[Photo-based referring expression data]
________
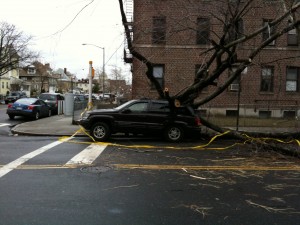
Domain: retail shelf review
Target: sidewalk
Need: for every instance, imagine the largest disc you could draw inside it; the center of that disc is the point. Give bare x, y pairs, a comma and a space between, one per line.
61, 125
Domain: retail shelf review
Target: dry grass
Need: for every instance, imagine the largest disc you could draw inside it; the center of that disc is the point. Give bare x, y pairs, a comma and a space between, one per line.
224, 121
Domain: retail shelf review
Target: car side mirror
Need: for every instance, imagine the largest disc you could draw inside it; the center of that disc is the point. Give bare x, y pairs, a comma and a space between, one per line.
126, 111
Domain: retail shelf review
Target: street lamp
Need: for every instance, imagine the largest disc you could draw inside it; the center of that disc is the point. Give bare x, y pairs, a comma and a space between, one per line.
103, 63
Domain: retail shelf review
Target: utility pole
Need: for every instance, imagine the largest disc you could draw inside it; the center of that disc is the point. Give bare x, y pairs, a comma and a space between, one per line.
90, 104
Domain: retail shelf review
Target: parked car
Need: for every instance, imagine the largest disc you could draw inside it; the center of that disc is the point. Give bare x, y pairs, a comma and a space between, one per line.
52, 99
142, 117
80, 97
14, 96
28, 107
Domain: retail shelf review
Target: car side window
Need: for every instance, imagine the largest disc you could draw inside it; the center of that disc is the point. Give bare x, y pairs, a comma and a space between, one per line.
138, 107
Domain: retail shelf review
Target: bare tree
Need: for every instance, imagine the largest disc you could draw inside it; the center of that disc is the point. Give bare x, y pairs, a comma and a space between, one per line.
227, 46
225, 51
13, 48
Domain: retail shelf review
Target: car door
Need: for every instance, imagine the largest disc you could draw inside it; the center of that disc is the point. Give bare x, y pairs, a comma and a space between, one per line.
132, 119
158, 115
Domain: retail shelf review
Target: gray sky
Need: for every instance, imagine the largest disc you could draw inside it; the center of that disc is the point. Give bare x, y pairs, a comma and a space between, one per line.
59, 39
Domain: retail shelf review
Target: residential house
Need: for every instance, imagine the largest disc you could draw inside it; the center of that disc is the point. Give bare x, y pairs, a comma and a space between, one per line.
________
Work instruction
Here the job is to print all the entries above exactly, minus the images.

Solution
Domain: retail shelf review
Target: sidewalk
Need: for every instance, imagine the largest disc you could draw inside it; the center of that disc is the point. Give bare x, y pairs, a comma and a space between, one per line.
61, 125
Domain: retail shelf review
Target: dry grass
Need: for every instance, imagine the largest disc you could draw inside it; the center of that disc is the point. Give bare x, y pairs, a comma and a space between, one per line.
224, 121
Domain: retail shelf review
Target: car side mirror
Need: for every instance, imagine the largest disc you could draw inside it; the center of that disc is the point. Give bare x, y pairs, a comma and a space between, one per line.
126, 111
Domain: retail shelf review
Target: street lamp
Need: for every instance, imagine the largest disc you could draw inside it; the center of that disc is the point. Give bare x, y pairs, a comma and a space between, one per line.
103, 63
Domain: retail shelf review
Target: utility pole
Need: for every instance, imagine the largest disc you could draw inside it; the center of that disc is the point. Give bare x, y pairs, a comma and a space between, one per line.
90, 104
Domain: retail shelf review
Target: parked car
Need: for every instance, imagine the largest disc you could draw inside it; the center of that disc is the point. Give bare x, y pairs, a comma and a space between, one per line.
52, 99
142, 117
80, 97
14, 96
28, 107
Domain: retail shelf review
Target: car side window
Need: for every instance, imagine the largest disc you could draw inside it; the center of that disc is the point. Give bare x, y pairs, a comma and a space between, one per line.
138, 107
Domain: retail shelf review
Target: bare tree
Need: for every instance, imagine the largest disc you could draw inside it; the center of that disc is the point. Give bare x, y pairs, a comma and a space between, one per line.
227, 46
225, 51
13, 48
Domain: retail shelf review
Target: car door
Need: for every instance, imagine the largest disc you could draw inside it; the center of that disc is the point. Give bare x, y pairs, a comma and a space between, one per line.
132, 119
158, 115
Domain: retail shelf review
Target: gray sky
Need: for every instance, imagine the largest disc you could draw inside it; the center of that disc is the point. Give bare x, y pairs, a comma and a space between, one per line.
59, 39
Domain: retail shelf review
Target: residential house
Need: for every instance, imagine the largest disc you could draw inside it; the center of that disc is the point. Give bare x, y pairs, a comma and a space between, one per line.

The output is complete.